妊娠中に妊婦さんが気をつけなければならない感染症はたくさんあります。今回はその中でも、妊婦さんにあまり知られていない「百日せき(ひゃくにちせき)」について、産婦人科医の倉澤健太郎先生に聞きました。

感染すると、赤ちゃんが重症化する可能性が高い

百日せきは、百日せき菌によって発生する感染症。名前のとおり、激しいせきが続く病気です。とくに生後6カ月以下の赤ちゃんが感染すると、肺炎やけいれん、脳炎などの重い合併症が起きる例もあり、ひどい場合は命にかかわることもあります。また、何度もかかる可能性がある感染症です。

赤ちゃんはママのおなかにいるときに免疫が受け継がれますが、実は百日せきの抗体が十分ではない妊婦さんも多くいます。一方、生まれた赤ちゃんは、百日せきワクチンを含む「四種混合ワクチン」(ジフテリア、百日せき、破傷風、ポリオの4種を予防)の接種が推奨されています。ただ、接種できるのは生後2カ月以降。そのため、それ以前の乳児が百日せきに感染するリスクがあります。

新生児期に百日せきにかかったゆうくん

ゆうくん(仮名)は、3712gで生まれ、おっぱいをしっかり飲む、元気な赤ちゃんでした。産院退院後は、1才半のお兄ちゃんと一緒にママの実家へ里帰り。実家にはママの両親と妹が住んでおり、週末にはパパが会いに来てくれ、にぎやかに過ごしていました。

抽出データ ->
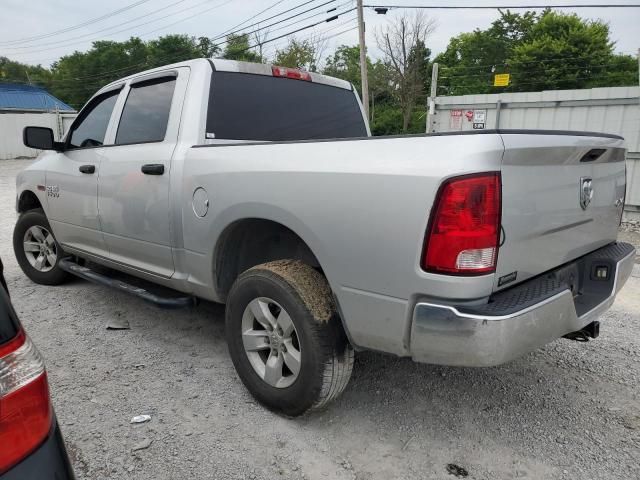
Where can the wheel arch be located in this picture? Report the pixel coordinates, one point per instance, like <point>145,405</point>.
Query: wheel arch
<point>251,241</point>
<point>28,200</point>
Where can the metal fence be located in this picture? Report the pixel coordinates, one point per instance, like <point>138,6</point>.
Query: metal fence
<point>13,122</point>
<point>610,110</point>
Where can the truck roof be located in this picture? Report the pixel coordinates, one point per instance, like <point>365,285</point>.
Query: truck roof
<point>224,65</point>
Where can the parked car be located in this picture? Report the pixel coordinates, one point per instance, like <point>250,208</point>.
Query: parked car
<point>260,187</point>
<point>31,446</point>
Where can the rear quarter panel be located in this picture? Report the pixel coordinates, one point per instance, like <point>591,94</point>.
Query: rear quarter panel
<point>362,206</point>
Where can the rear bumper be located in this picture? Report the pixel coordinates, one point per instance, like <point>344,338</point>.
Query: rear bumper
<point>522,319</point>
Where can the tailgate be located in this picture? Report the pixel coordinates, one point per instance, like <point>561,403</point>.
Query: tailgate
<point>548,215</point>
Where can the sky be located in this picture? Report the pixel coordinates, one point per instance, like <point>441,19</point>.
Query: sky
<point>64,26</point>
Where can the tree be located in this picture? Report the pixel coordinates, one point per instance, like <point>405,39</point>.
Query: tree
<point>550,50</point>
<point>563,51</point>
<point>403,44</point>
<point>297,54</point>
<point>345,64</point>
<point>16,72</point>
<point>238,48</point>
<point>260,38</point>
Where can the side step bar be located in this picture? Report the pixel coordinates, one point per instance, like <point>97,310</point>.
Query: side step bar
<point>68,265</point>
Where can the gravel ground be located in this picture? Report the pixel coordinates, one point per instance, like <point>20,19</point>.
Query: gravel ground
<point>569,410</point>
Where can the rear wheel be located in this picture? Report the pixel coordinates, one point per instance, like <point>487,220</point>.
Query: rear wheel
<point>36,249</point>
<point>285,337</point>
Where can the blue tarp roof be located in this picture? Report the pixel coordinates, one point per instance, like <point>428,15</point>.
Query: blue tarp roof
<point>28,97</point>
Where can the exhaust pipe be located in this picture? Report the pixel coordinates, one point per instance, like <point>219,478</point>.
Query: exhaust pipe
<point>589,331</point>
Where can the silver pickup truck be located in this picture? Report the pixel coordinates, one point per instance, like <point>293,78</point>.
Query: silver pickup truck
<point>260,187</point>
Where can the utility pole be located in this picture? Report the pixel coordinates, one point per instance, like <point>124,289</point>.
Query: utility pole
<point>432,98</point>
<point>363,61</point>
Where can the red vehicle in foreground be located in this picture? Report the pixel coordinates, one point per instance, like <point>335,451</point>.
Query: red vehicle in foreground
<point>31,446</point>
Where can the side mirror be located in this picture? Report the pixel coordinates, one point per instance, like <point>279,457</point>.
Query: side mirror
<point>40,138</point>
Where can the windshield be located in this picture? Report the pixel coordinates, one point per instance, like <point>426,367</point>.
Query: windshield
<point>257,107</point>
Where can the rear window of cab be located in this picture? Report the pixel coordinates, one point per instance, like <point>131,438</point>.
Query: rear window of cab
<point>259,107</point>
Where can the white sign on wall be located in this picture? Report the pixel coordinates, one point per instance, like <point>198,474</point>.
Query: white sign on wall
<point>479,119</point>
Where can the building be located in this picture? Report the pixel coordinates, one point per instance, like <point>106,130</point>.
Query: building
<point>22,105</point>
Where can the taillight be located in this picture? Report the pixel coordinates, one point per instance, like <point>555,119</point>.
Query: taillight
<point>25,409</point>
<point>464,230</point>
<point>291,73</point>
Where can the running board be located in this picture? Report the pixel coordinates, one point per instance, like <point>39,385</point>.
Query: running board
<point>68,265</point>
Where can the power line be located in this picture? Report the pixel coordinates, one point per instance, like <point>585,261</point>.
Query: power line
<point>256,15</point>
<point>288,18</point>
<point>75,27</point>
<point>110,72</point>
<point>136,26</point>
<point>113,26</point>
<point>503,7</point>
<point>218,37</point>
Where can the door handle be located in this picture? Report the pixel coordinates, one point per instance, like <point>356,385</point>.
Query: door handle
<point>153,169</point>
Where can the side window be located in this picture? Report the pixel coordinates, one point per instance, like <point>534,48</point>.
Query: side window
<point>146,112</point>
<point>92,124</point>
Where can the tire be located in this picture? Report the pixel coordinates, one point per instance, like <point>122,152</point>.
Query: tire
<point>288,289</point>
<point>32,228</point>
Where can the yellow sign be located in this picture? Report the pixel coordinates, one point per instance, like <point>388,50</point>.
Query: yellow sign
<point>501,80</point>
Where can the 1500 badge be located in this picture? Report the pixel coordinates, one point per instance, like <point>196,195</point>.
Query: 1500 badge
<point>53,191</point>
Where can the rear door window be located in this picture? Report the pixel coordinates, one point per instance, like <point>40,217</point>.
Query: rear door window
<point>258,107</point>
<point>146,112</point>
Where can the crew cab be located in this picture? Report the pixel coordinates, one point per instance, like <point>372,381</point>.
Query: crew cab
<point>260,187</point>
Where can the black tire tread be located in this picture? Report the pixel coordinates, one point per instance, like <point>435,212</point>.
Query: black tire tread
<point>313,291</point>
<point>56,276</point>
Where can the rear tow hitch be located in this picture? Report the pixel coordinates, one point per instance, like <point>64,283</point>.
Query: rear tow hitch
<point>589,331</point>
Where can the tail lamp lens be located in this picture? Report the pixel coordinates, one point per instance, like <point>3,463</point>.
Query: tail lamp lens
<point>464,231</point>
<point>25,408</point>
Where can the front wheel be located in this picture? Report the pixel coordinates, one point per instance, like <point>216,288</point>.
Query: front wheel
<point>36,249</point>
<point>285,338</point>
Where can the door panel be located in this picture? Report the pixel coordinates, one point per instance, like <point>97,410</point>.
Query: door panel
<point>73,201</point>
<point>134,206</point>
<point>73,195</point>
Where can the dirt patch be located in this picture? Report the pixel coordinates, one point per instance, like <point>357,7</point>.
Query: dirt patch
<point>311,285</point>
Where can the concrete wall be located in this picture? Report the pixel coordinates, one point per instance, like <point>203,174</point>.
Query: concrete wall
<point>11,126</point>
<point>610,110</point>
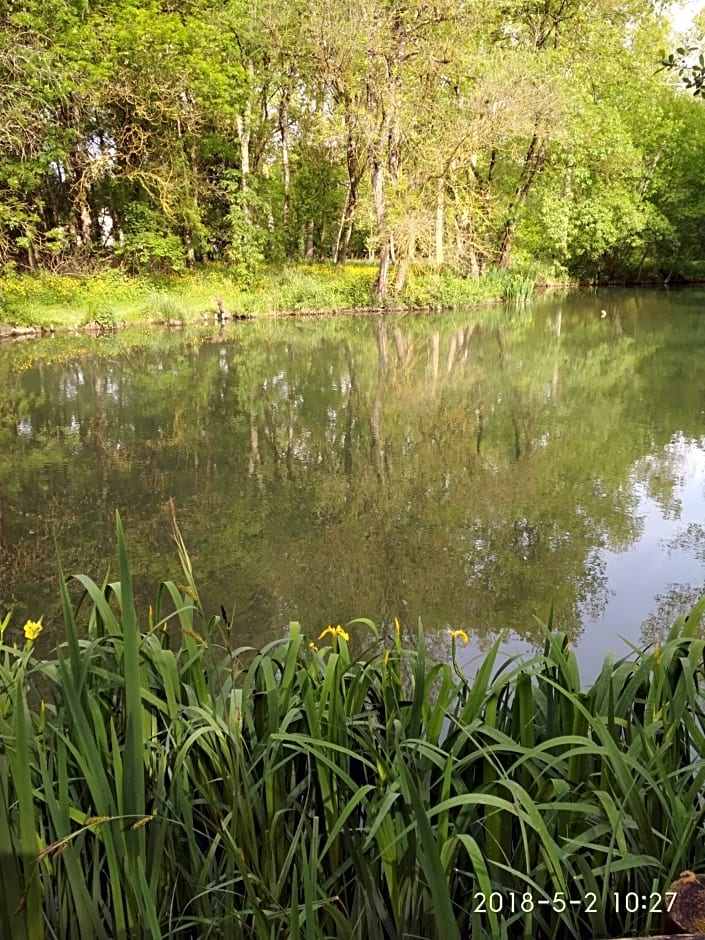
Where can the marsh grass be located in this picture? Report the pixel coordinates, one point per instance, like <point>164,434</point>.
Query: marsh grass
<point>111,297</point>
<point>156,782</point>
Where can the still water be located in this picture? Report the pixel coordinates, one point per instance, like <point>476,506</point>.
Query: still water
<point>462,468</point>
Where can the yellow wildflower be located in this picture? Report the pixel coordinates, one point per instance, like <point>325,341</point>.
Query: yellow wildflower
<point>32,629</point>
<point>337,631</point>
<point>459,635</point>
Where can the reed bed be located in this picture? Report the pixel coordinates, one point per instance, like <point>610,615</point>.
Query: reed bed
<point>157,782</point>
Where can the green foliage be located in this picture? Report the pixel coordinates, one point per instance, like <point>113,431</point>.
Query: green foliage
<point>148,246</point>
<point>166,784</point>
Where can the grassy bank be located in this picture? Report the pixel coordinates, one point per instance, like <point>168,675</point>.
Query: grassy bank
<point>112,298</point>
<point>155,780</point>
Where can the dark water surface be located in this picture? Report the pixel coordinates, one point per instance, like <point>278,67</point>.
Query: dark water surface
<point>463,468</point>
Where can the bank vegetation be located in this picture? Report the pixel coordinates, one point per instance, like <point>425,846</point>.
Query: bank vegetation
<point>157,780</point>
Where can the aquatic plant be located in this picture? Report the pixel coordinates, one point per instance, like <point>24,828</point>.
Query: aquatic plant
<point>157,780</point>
---
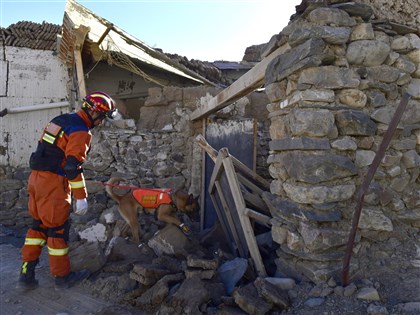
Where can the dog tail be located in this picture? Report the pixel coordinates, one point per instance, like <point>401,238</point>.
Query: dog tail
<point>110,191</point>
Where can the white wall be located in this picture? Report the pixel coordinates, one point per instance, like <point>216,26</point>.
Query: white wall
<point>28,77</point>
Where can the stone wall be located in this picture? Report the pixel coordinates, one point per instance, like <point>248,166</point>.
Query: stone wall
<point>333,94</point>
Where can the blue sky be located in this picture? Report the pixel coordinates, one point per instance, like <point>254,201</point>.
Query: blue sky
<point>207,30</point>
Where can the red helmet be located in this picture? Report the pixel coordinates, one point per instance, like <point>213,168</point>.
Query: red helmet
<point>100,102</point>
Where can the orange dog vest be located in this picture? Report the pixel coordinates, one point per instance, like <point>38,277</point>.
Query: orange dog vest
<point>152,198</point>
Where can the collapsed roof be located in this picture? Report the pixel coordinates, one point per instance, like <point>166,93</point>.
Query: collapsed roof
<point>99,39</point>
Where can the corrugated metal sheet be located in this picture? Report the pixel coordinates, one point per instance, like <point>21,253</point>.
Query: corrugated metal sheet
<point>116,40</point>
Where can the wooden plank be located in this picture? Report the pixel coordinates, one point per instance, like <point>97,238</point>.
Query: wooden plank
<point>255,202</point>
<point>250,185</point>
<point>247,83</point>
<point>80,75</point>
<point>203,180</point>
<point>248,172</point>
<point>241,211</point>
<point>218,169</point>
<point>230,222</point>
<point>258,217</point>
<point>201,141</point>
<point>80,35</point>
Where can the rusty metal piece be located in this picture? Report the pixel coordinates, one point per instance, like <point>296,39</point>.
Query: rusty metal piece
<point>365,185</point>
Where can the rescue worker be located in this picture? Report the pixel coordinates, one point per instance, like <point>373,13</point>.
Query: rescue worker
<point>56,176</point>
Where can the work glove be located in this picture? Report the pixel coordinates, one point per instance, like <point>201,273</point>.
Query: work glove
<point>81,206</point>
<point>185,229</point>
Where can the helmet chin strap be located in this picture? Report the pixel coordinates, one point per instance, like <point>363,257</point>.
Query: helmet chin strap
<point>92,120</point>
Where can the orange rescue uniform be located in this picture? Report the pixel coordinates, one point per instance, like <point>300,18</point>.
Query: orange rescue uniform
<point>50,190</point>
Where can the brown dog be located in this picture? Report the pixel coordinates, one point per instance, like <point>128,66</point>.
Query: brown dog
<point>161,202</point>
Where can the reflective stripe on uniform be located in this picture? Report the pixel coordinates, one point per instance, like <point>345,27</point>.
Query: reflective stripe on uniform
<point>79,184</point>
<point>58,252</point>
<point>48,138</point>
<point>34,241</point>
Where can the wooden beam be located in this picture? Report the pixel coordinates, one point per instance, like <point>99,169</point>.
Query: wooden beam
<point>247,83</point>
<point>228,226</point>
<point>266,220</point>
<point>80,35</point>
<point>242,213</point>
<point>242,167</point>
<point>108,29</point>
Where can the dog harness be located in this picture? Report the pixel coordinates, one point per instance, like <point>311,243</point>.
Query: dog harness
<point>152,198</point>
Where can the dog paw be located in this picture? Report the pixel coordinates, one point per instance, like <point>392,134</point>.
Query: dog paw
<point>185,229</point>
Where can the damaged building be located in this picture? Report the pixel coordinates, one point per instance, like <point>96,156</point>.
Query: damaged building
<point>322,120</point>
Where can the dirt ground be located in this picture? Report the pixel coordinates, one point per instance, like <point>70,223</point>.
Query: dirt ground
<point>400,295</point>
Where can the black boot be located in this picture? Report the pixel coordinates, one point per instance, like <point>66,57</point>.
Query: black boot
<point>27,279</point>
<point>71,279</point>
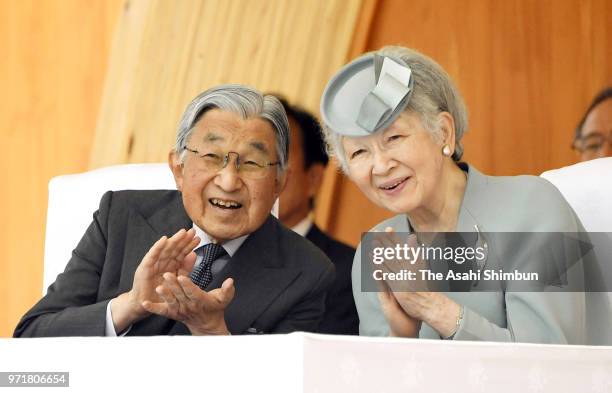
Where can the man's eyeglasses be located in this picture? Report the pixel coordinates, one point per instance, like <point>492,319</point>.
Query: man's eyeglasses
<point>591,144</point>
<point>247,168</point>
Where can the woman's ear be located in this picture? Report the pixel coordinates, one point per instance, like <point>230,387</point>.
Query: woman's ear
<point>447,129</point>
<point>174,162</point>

課題 1 -> 百日せきの記事のうち、「百日せきは、百日せき菌によっ」から下って「に感染するリスクがあります。」までを一字も変えずに出力せよ。
課題 2 -> 百日せきの記事を、最後の文の次から書き継げ。

回答 1 ->
百日せきは、百日せき菌によって発生する感染症。名前のとおり、激しいせきが続く病気です。とくに生後6カ月以下の赤ちゃんが感染すると、肺炎やけいれん、脳炎などの重い合併症が起きる例もあり、ひどい場合は命にかかわることもあります。また、何度もかかる可能性がある感染症です。

赤ちゃんはママのおなかにいるときに免疫が受け継がれますが、実は百日せきの抗体が十分ではない妊婦さんも多くいます。一方、生まれた赤ちゃんは、百日せきワクチンを含む「四種混合ワクチン」(ジフテリア、百日せき、破傷風、ポリオの4種を予防)の接種が推奨されています。ただ、接種できるのは生後2カ月以降。そのため、それ以前の乳児が百日せきに感染するリスクがあります。

回答 2 ->
生後3週間が過ぎて、ママはゆうくんがせきをしていることに気づきました。母乳もよく飲み、せき以外は体調が悪そうに見えなかったのですが、夜中にとくにひどくせきをし、母乳を飲むために乳首をくわえるのも苦しそう。この月齢の赤ちゃんはあまり風邪をひかないということを聞いていたので、風邪ではない、別の病気を心配しました。

しばらく様子を見ましたが、治る気配がなかったので、せきが出た2日後、出産した病院の小児科へ連絡。様子を伝えると、すぐに来るように言われました。病院では、小児科の先生から「いつからせきが出始めたか」「どのようなせき(音)だったか」という質問をされ、検査の結果、「百日せき」と診断されたのです。

熱はなく、症状は主にせきだけですが、とても苦しそうで…

症状は主にせきだけですが、コンコンというせきが10秒ほど続きます。せきをしている間は呼吸ができないので、顔を真っ赤にしてとても苦しそう。せきが治まるとやっと呼吸ができ、息をヒューと吸い込みます。とても、特徴のあるせきです。

ゆうくんは抗生物質(抗菌剤)やせき止めの薬を処方され、2週間ほどで症状が落ち着いてきました。それでもせきは、小さな体の赤ちゃんにとって大きな負担。とても苦しそうで、かわいそうで、ママは心配でたまりませんでした。また、せきは夜間にひどくなり、看病する親としても肉体的、精神的につらいものでした。

あとからママは、百日せきは重症化すると、肺炎や低酸素性脳障害などの合併症を引き起こしたり、新生児では呼吸ができずに死亡したりする病気だと知りました。ゆうくんは入院もせずに比較的、症状が軽く済み、とても幸運でした。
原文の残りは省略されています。